--- Begin Excerpt provided ---
Higginson was born 1862 in Kansas and grew up in Oregon. In 1888, Higginson and her husband, Russell, moved to New Whatcom, where they remained and built a locally famous house. Higginson’s more than 800 works—poems, fiction, and essays—inspired nationwide fascination with our region.

“Ella Higginson put the Pacific Northwest on the literary map,” says Dr. Laura Laffrado, an English professor at Western Washington University. “She created the Pacific Northwest in the minds of people who would never be here.”

Center for Pacific Northwest Studies’ Ella Higginson Papers include “12 linear feet” of manuscripts, proofs, correspondence, reviews, and photographs. Laffrado learned about Higginson through this collection, having never heard of her before.

Laura Laffrado received the Society for the Study of American Women Writers Edition Award for “Selected Writings of Ella Higginson: Inventing Pacific Northwest Literature.” Photo courtesy Laura Laffrado

“I started with a tiny bit of knowledge and over the course of the last few years, I have published academic articles on her, I’ve spoken about her all over the country, I’ve spoken about her in Canada,” Laffrado says. “My mission has become to bring Ella Higginson and her work back to the prominence that she and they had in American literature at the turn into the 20th century.”

Winning awards for Selected Writings of Ella Higginson, Laffrado has helped Bellingham and literary communities remember this legendary author.

Lost and Found

The Edens Hall quotation lacks attribution because Higginson’s fame once eliminated the need.

“If you had to list the 10 most famous people from the Pacific Northwest at that time, all of them would be Ella Higginson,” Laffrado says. “It was as though you were to find out that you had Nathaniel Hawthorne living down the street from you.”
--- End Excerpt provided ---
--- Begin Provided data ---
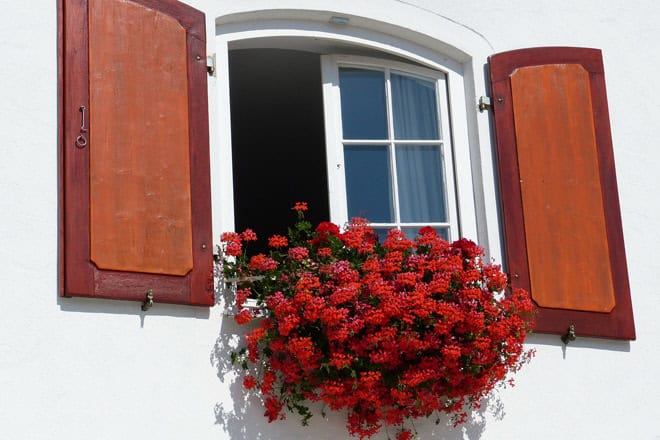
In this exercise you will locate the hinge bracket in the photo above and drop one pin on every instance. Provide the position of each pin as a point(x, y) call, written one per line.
--- End Provided data ---
→ What to work on
(A) Echo the passage from the Ella Higginson excerpt above, between "Laura Laffrado received" and "eliminated the need.", inclusive.
(B) For each statement, answer yes or no according to the Ella Higginson excerpt above, and quote the words from it that settle the matter: (i) Higginson was born in Oregon; (ii) Higginson and her husband moved to New Whatcom in 1888; (iii) Laffrado already knew of Higginson before she came across the collection.

→ The results
(A)
Laura Laffrado received the Society for the Study of American Women Writers Edition Award for “Selected Writings of Ella Higginson: Inventing Pacific Northwest Literature.” Photo courtesy Laura Laffrado

“I started with a tiny bit of knowledge and over the course of the last few years, I have published academic articles on her, I’ve spoken about her all over the country, I’ve spoken about her in Canada,” Laffrado says. “My mission has become to bring Ella Higginson and her work back to the prominence that she and they had in American literature at the turn into the 20th century.”

Winning awards for Selected Writings of Ella Higginson, Laffrado has helped Bellingham and literary communities remember this legendary author.

Lost and Found

The Edens Hall quotation lacks attribution because Higginson’s fame once eliminated the need.

(B)
(i) No: "Higginson was born 1862 in Kansas and grew up in Oregon."
(ii) Yes: "In 1888, Higginson and her husband, Russell, moved to New Whatcom"
(iii) No: "Laffrado learned about Higginson through this collection, having never heard of her before."